=== Texto de origem ===
((
A distância entre a Ética e a Lei é proporcional ao arbitrário do poder pela segunda sustentado. O que define o déspota é o resultado desta subtracção multiplicado pelo número de pessoas que o aceita e suporta.

setembro 10, 2007

Convergências

[«] Os algoritmos são objectos matemáticos e, como uma esfera perfeita ou a raiz de 2, não têm necessariamente de possuir uma existência real. Mas a vida executa uma série de processos bem definidos que podem ser vistos como aproximações da ideia de algoritmo, começando pelo código genético e todo o processo celular até, pelo menos, ao comportamento padronizado dos insectos. Porém, ao contrário da secura do mundo digital, o nosso mundo é demasiado «molhado» para se coadunar à rigidez de programações formais. Por outro lado, há algoritmos que são meta-regras extremamente flexíveis porque baseados em parâmetros que variam com o tempo e com o ambiente, permitindo uma ampla gama de possibilidades funcionais (uma simulação do tempo atmosférico, por exemplo). Como não há almoços grátis, o preço a pagar é a dificuldade de ajustar os valores desses parâmetros, altamente inter-dependendes e todos, se o modelo for económico, relevantes. Faltam-nos as dezenas de milhões de anos de «testes» que a natureza dispôs. Os nossos algoritmos são produtos de engenharia, com uma justificação e uma existência planeada? Sem dúvida, mas no ramo designado por computação evolutiva o processo de ajuste é realizado sem ajuda humana e, nesse sentido, pode originar «algoritmos desconhecidos» com propriedades surpreendentes (i.e., que nos surpreendem). Teremos de colmatar a falta de tempo com o aumento de velocidade computacional para verificar onde esta travessia nos leva.

setembro 03, 2007

setembro 01, 2007

Perda

Podemos dizer que hoje tudo o que sabemos está errado? Estariam as civilizações antigas, do Crescente Fértil, da China, da Grécia, totalmente equivocadas? Será lícito pensar que dirão o mesmo de nós daqui a vinte séculos? Não creio. Por exemplo, a Matemática Egípcia e Babilónica não se invalidou com os anos. As perguntas da Filosofia Grega mantêm a sua pertinência. A Engenharia elabora ainda sobre as formas básicas das construções da Antiguidade. Diria antes que a utilidade de muitas respostas antigas caducou. Porque as pessoas, como as culturas, são trajectórias, o mundo social onde vivemos muda, altera-se. E com a mudança, muita da tradição e do conhecimento torna-se arcaico, incapaz de responder às exigências dos novos tempos. No ano 4000, muitas das ferramentas que usamos não perderão o tanto de verdade que ainda reservam, apenas deixarão de ser relevantes. Não olhamos com deslumbramento para uma estátua a pensar no pó que, um dia, o Futuro lhe reserva.
))
=== Instruções de trabalho ===
Devolva, sem qualquer alteração, tudo o que vai desde "A distância entre" até "aceita e suporta." no texto de origem.

=== Informações ===
((
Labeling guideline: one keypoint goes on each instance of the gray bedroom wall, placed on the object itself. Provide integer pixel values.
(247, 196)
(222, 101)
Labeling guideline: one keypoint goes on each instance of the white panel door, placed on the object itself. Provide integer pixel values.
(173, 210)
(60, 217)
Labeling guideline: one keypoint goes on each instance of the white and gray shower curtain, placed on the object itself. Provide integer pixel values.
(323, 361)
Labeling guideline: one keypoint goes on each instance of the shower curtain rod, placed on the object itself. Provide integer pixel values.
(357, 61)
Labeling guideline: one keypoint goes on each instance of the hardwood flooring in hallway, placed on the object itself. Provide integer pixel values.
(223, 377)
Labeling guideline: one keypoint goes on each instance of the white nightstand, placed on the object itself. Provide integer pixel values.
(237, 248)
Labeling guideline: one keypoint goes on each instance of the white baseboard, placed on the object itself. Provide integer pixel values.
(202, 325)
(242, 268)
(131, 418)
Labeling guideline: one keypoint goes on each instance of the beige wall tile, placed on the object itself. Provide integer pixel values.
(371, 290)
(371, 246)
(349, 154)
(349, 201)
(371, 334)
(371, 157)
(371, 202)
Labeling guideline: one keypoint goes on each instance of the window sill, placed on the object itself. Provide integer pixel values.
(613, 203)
))
((
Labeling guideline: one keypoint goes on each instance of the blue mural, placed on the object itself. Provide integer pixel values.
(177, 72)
))
((
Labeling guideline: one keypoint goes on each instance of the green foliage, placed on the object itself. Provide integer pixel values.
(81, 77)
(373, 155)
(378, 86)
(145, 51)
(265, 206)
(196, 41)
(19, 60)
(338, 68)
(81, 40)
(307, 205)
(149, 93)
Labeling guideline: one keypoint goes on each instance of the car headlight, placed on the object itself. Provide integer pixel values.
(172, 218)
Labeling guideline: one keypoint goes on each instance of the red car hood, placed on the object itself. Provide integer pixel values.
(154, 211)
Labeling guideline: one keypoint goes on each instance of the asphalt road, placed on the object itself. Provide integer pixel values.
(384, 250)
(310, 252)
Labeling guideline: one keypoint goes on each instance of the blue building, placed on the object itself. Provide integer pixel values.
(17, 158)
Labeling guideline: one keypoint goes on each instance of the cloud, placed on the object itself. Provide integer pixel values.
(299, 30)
))
=== Caixa de resposta ===
A distância entre a Ética e a Lei é proporcional ao arbitrário do poder pela segunda sustentado. O que define o déspota é o resultado desta subtracção multiplicado pelo número de pessoas que o aceita e suporta.